Top of Data

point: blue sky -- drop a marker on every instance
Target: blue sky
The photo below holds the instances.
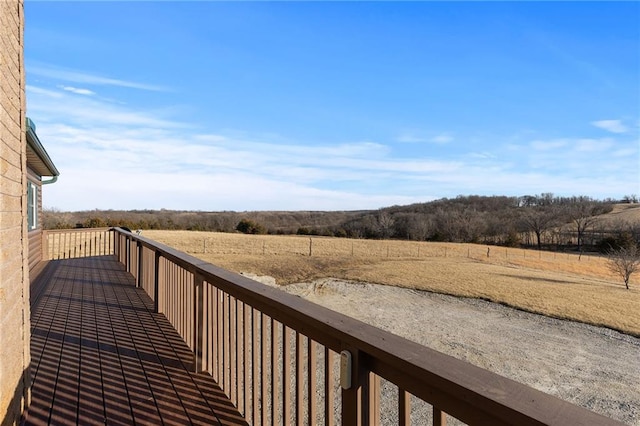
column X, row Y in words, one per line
column 332, row 105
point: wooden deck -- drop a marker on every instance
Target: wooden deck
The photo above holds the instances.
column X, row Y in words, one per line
column 100, row 355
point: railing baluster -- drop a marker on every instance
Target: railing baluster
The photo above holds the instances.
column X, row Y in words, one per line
column 299, row 379
column 245, row 365
column 404, row 407
column 233, row 351
column 439, row 417
column 328, row 387
column 255, row 317
column 198, row 282
column 374, row 399
column 286, row 376
column 311, row 391
column 275, row 375
column 263, row 369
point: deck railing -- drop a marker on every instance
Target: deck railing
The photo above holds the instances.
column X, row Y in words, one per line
column 284, row 360
column 72, row 243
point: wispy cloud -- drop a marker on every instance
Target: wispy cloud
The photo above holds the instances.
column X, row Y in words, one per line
column 422, row 137
column 613, row 126
column 113, row 156
column 81, row 77
column 78, row 91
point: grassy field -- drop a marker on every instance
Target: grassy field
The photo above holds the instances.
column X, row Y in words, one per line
column 560, row 285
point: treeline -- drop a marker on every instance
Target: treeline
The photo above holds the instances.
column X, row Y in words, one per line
column 544, row 220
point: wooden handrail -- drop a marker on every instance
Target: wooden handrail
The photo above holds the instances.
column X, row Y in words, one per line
column 221, row 315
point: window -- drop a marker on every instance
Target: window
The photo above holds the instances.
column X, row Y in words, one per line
column 32, row 206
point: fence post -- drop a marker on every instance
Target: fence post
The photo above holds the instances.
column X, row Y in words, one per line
column 198, row 321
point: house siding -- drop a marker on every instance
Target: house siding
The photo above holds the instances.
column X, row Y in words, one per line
column 14, row 272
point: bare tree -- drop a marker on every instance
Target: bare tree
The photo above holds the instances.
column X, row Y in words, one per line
column 584, row 216
column 625, row 261
column 538, row 221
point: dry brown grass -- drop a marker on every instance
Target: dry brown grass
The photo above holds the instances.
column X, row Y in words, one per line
column 554, row 284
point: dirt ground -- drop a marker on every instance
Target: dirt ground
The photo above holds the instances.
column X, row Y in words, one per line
column 593, row 367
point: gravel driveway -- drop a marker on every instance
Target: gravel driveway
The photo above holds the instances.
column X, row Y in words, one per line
column 594, row 367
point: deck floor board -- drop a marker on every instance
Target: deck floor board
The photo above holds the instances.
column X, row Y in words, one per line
column 100, row 355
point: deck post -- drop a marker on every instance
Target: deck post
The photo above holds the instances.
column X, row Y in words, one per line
column 139, row 277
column 156, row 280
column 45, row 245
column 198, row 321
column 355, row 404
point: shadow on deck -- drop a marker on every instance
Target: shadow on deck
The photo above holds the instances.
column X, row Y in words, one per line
column 100, row 355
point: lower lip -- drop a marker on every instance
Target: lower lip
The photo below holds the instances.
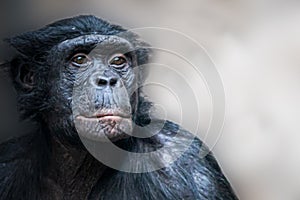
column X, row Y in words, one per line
column 108, row 117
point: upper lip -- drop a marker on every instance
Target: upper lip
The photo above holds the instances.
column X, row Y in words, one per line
column 100, row 114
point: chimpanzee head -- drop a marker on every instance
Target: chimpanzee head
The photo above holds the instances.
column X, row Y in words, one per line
column 79, row 75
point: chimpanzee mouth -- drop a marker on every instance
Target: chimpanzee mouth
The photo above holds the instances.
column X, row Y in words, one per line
column 104, row 116
column 111, row 125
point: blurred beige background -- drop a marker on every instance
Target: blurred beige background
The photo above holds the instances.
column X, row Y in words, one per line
column 255, row 46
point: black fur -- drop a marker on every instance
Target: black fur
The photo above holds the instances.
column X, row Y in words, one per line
column 25, row 162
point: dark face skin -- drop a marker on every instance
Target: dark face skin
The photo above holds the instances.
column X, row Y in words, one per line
column 95, row 77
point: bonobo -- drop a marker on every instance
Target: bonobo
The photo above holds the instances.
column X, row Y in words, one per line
column 78, row 81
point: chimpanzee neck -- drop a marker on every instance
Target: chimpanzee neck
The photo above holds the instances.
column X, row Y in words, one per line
column 72, row 172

Bottom of Data

Directions: Each line above should be returned exactly as written, apart from any pictures.

Your solution:
point: blue sky -- drop a marker on every instance
Target: blue sky
The photo below holds the instances.
column X, row Y in words, one per line
column 332, row 105
point: wooden deck -- drop a marker on every instance
Target: wooden deck
The photo above holds the instances.
column X, row Y in words, one per line
column 100, row 355
point: railing baluster -- drop a marker on every instance
Target: railing baluster
The photo above holds the instances.
column X, row Y in words, one per line
column 299, row 379
column 245, row 365
column 404, row 407
column 233, row 351
column 439, row 417
column 328, row 387
column 255, row 317
column 198, row 282
column 374, row 399
column 286, row 376
column 311, row 391
column 275, row 375
column 263, row 369
point: deck railing -- drop a marker on every instance
Target: deck railing
The photo above holds the instances.
column X, row Y in words, one per line
column 284, row 360
column 72, row 243
point: wispy cloud -- drop a marker on every instance
Target: wispy cloud
The photo above holds the instances.
column X, row Y in words, one per line
column 422, row 137
column 613, row 126
column 113, row 156
column 81, row 77
column 78, row 91
point: grassy field -- drop a marker on every instance
Target: grassy field
The photo above holds the instances.
column X, row Y in words, one per line
column 560, row 285
point: treeline -- drop a marker on every instance
Target: treeline
The photo above holds the instances.
column X, row Y in words, one per line
column 544, row 220
point: wooden handrail -- drop a marker on every instance
Target: wooden handrail
The photo above holds the instances.
column X, row Y in words, one per line
column 221, row 315
point: window -- drop a marker on every instance
Target: window
The photo above holds the instances.
column X, row Y in words, one per line
column 32, row 206
point: fence post -- drop a marker on every instance
Target: fence post
The photo above holds the instances.
column X, row Y in words, one per line
column 198, row 321
point: house siding -- drop a marker on every instance
Target: house siding
The photo above holds the instances.
column X, row Y in words, one per line
column 14, row 272
point: bare tree -- drop a marker on every instance
Target: bare tree
The photo above holds the instances.
column X, row Y in words, one per line
column 584, row 216
column 625, row 261
column 538, row 221
point: dry brown grass -- drop a marker on every instance
Target: dry brown grass
The photo above holds the instances.
column X, row Y in words, one per line
column 554, row 284
point: dirt ground -- drop a marker on every instance
Target: dirt ground
The photo above holds the instances.
column X, row Y in words, one per line
column 593, row 367
point: gravel driveway -- drop a marker on every instance
Target: gravel driveway
The photo above holds the instances.
column X, row Y in words, one per line
column 594, row 367
point: deck floor board -- drop a marker on every instance
Target: deck floor board
The photo above holds the instances.
column X, row Y in words, one per line
column 100, row 355
point: deck post -- drop a marker on every instance
Target: deck post
The photo above holds the instances.
column X, row Y in words, one per line
column 139, row 277
column 156, row 280
column 45, row 245
column 198, row 321
column 355, row 404
point: shadow on deck -- drop a marker on every instance
Target: shadow on deck
The photo above holds the instances.
column X, row Y in words, one per line
column 100, row 355
point: lower lip -- drop a marker on every instance
Target: lower lip
The photo below holds the instances.
column X, row Y in words, one per line
column 108, row 117
point: upper lip -- drop a marker on every instance
Target: upper lip
The photo above holds the instances.
column X, row Y in words, one per line
column 100, row 114
point: chimpanzee head -- drop a marker on every instance
Target: chimpanzee head
The photo above holds the instances.
column X, row Y in words, one per line
column 79, row 75
point: chimpanzee mouth -- drop a marker on every instance
Target: chimpanzee mouth
The photo above holds the instances.
column X, row Y in words, one per line
column 104, row 116
column 111, row 125
point: blurred beige background -- drop a marker on every instance
Target: blurred beige background
The photo above holds the instances.
column X, row Y in words, one per line
column 255, row 46
point: black fur -- drop a marker on every instance
Target: black fur
The photo above holds the instances.
column X, row Y in words, one per line
column 25, row 162
point: dark face skin -- drop a marker on every instance
Target: dark face skin
The photo above holds the instances.
column X, row Y in words, one per line
column 95, row 77
point: bonobo -- drop a marker on every instance
Target: bonobo
The photo above holds the instances.
column X, row Y in words, one per line
column 78, row 81
point: chimpanzee neck -- drop a marker on every instance
Target: chimpanzee neck
The photo above holds the instances.
column X, row Y in words, one per line
column 72, row 172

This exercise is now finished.